* START Listing *

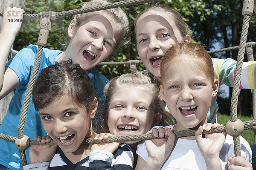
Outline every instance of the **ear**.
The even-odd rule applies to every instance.
[[[155,114],[154,117],[154,121],[152,126],[158,126],[159,122],[162,119],[162,115],[159,113]]]
[[[97,98],[96,98],[96,97],[94,97],[93,106],[92,106],[92,109],[90,113],[90,118],[93,118],[95,116],[96,112],[97,112],[97,108],[98,108],[98,100],[97,100]]]
[[[164,101],[166,101],[165,98],[164,97],[164,90],[163,90],[163,86],[162,84],[160,84],[160,86],[159,86],[160,88],[160,93],[161,93],[161,95],[162,96],[162,98]]]
[[[75,28],[76,26],[74,23],[74,19],[73,19],[67,29],[67,33],[68,33],[68,36],[72,38],[73,37]]]
[[[212,97],[214,97],[217,95],[218,93],[218,90],[219,86],[219,81],[218,80],[217,78],[214,79],[213,82],[213,85],[212,85]]]
[[[188,43],[190,43],[191,40],[191,38],[190,37],[190,35],[187,34],[186,35],[185,37],[185,38],[184,39],[184,42],[187,42]]]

* END Listing *

## Aim of the exercise
Put the lines above into a numbered list, skipping any blank lines and leaving out the pictures.

## Exercise result
1. Outline every instance of the **ear**.
2. The even-odd rule applies to every instance.
3. [[[155,114],[154,117],[154,121],[152,126],[158,126],[159,122],[162,119],[162,115],[159,113]]]
4. [[[97,98],[96,98],[96,97],[94,97],[93,106],[92,106],[92,109],[90,113],[90,118],[93,118],[95,116],[96,112],[97,112],[97,108],[98,108],[98,100],[97,100]]]
5. [[[164,101],[166,101],[165,98],[164,97],[164,90],[163,90],[163,86],[162,84],[160,84],[160,86],[159,86],[160,88],[160,93],[161,93],[161,95],[162,96],[162,98]]]
6. [[[75,28],[76,26],[74,23],[74,19],[73,19],[67,29],[67,33],[68,33],[68,36],[72,38],[73,37]]]
7. [[[212,97],[214,97],[217,95],[218,93],[218,90],[219,86],[219,81],[218,80],[217,78],[214,79],[213,82],[213,85],[212,85]]]
8. [[[188,43],[190,43],[191,40],[191,38],[190,37],[190,35],[187,34],[186,35],[185,37],[185,38],[184,39],[184,42],[187,42]]]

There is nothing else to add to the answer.